(Task to complete)
When you copy the entries, match them exactly and omit the pictures.

[Point-per-instance localization data]
- - - - -

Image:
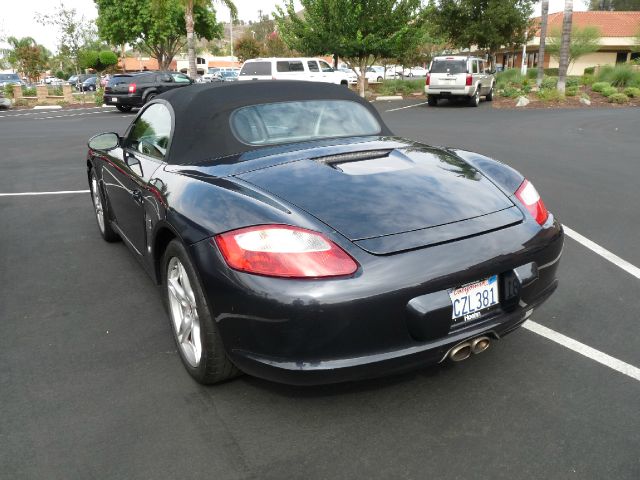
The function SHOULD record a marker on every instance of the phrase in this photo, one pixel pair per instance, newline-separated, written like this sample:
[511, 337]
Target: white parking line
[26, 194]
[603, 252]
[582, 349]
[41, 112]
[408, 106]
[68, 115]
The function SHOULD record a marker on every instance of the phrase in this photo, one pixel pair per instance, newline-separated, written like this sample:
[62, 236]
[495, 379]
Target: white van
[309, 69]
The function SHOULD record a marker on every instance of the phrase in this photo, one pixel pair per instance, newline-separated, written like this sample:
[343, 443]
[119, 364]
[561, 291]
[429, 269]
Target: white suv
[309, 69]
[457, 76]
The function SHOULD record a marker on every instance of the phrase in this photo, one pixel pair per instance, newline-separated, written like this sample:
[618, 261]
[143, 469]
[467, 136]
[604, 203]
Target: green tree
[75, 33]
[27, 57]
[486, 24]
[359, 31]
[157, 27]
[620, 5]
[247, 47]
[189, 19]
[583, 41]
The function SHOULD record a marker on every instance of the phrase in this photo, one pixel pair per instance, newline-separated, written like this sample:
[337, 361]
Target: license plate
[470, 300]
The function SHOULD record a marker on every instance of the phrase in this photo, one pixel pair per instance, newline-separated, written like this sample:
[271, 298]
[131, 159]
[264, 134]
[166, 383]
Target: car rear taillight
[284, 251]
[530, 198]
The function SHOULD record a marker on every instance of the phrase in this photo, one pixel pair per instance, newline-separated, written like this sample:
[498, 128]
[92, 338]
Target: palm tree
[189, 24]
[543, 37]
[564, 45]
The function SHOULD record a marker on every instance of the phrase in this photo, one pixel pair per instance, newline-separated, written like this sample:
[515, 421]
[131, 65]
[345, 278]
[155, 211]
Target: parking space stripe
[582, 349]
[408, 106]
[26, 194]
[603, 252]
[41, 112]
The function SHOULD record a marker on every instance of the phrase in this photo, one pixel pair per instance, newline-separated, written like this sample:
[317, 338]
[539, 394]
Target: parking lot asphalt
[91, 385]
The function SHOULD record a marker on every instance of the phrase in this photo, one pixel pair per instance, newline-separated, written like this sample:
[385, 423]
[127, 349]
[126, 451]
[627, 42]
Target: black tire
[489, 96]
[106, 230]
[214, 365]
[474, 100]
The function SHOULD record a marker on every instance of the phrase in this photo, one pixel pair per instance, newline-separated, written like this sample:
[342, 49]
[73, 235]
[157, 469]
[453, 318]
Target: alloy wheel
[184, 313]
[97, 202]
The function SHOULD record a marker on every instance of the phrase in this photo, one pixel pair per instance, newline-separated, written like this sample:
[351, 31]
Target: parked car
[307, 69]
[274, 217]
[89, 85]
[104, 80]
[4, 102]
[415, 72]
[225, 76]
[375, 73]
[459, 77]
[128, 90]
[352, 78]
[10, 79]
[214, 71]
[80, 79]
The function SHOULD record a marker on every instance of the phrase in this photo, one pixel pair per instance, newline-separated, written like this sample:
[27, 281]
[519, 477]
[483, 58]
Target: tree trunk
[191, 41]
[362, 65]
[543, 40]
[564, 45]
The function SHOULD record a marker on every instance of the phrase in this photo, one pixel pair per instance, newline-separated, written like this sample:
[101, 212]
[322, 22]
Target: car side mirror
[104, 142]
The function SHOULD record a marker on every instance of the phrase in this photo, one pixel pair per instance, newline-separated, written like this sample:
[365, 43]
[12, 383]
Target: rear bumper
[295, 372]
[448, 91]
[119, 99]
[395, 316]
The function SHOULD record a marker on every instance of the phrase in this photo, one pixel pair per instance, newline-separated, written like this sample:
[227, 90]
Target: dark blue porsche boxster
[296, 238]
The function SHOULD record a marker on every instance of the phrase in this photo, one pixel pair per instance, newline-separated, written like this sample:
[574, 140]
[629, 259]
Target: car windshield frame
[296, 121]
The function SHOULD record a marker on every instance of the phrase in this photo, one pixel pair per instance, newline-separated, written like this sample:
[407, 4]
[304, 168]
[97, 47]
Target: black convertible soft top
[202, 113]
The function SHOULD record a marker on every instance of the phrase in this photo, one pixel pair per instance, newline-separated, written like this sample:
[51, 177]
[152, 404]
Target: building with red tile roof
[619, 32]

- - - - -

(Task solution)
Image:
The function SHOULD record a marker on every instance of the phrase in this photo, one pixel pair per instance, newline-separated, written like this sample:
[511, 337]
Target: white parking line
[26, 194]
[603, 252]
[582, 349]
[41, 112]
[408, 106]
[68, 115]
The function SHOULD record a marker on every instance of the phrase in this photo, one pixel pair per instance, newline-separated, written like this sample:
[62, 236]
[495, 379]
Target: white van
[309, 69]
The function SHOULD record a marker on every instance of the phrase in this photo, one pixel pair per instance, newline-separated, written like this sample:
[343, 443]
[119, 364]
[561, 291]
[429, 269]
Target: white suv
[309, 69]
[457, 76]
The function SHOULD record a marker on every instance of the phrase in this photo, one pixel pair per instance, newline-separated, written like this sample:
[618, 261]
[143, 469]
[467, 136]
[604, 203]
Target: green tree
[75, 33]
[27, 57]
[486, 24]
[359, 31]
[157, 27]
[620, 5]
[247, 47]
[189, 19]
[583, 41]
The function SHOULD record a marker on every instance of the phrase in this photo, one pixel pair per instance, newline-separated, written like this sample:
[337, 361]
Target: license plate
[470, 300]
The function SHOULD record a marker on every instance of the phrase in this photo, one pixel pair per instance, newline-separated, written like this sample:
[271, 298]
[131, 159]
[264, 134]
[166, 383]
Target: car rear taillight
[284, 251]
[530, 198]
The function SHOULD record a marker on every instance of the phrase in this photo, one pixel pair per instance, newline-separated, written like this sample:
[498, 128]
[92, 338]
Target: palm tree
[189, 24]
[543, 37]
[564, 45]
The function SHOULD record a marker on every instance of the phrase in this photo, one pixel pair per instance, newline-separated, written like this sample:
[515, 421]
[131, 65]
[345, 278]
[155, 211]
Target: parking space stripe
[582, 349]
[408, 106]
[26, 194]
[603, 252]
[41, 112]
The function SHOULD record a marker on every instance of the phrase in this photo, one pixel pair per instance, newline-separated, written like this sample:
[317, 338]
[539, 394]
Target: parking lot asphalt
[91, 385]
The function SHOULD record a marker on every instance of the phrase in this photo, one pixel pair per instance, newline-separated, written like this sample:
[385, 423]
[127, 349]
[126, 451]
[627, 42]
Target: black tire
[489, 96]
[106, 230]
[214, 365]
[474, 100]
The function SHOULD record a marker on every instance of the phrase in this photo, one pixel pair per instance, newline-separated, written like this sample:
[342, 49]
[73, 235]
[157, 469]
[453, 318]
Target: alloy wheel
[184, 313]
[97, 202]
The function SHOULD record a marker on every instance of the phrase in this photo, one pixel pair per instance, newline-separated, written like this sample:
[351, 31]
Target: parked car
[307, 69]
[274, 217]
[89, 85]
[104, 80]
[4, 102]
[415, 72]
[225, 76]
[375, 73]
[459, 77]
[128, 90]
[352, 78]
[10, 79]
[214, 71]
[80, 79]
The function SHOULD record a marker on every instance of the phrase in this photo, one pixel pair per instance, newline-separated, written like this sample:
[27, 281]
[519, 477]
[483, 58]
Target: tree trunk
[191, 41]
[362, 65]
[543, 40]
[564, 45]
The function SHOULD record a marker on every instance of the phrase in this photo, one pixel pair per instance, newline-separated, written like this sample:
[101, 212]
[322, 22]
Target: car side mirror
[104, 142]
The function SHOULD record a marker on every instance of the phrase in this photo, one pixel pair per instance, newline-separated, written like this sample:
[365, 43]
[12, 383]
Target: rear bumper
[295, 372]
[448, 91]
[119, 99]
[395, 316]
The function SHOULD record a marker on every instance of the phrase in this photo, one pixel pair per instance, newline-separated, written like this sample:
[227, 90]
Target: dark blue porsche boxster
[296, 238]
The function SHOULD record a marker on every instance of the phrase in this photo, one pixel pair per instance, newline-separated, written like this sample:
[574, 140]
[629, 259]
Target: car windshield frame
[296, 121]
The function SHOULD record a marker on every instance of the phrase in this photo, one pixel pair per instance, newline-separated, written like this sample:
[407, 4]
[304, 168]
[97, 47]
Target: black convertible soft top
[202, 113]
The function SHOULD record a marker on every instance of the phrase in this photo, one pixel pair per instance, newline-separated, written like this sample:
[51, 177]
[152, 404]
Target: building with red tile roof
[619, 32]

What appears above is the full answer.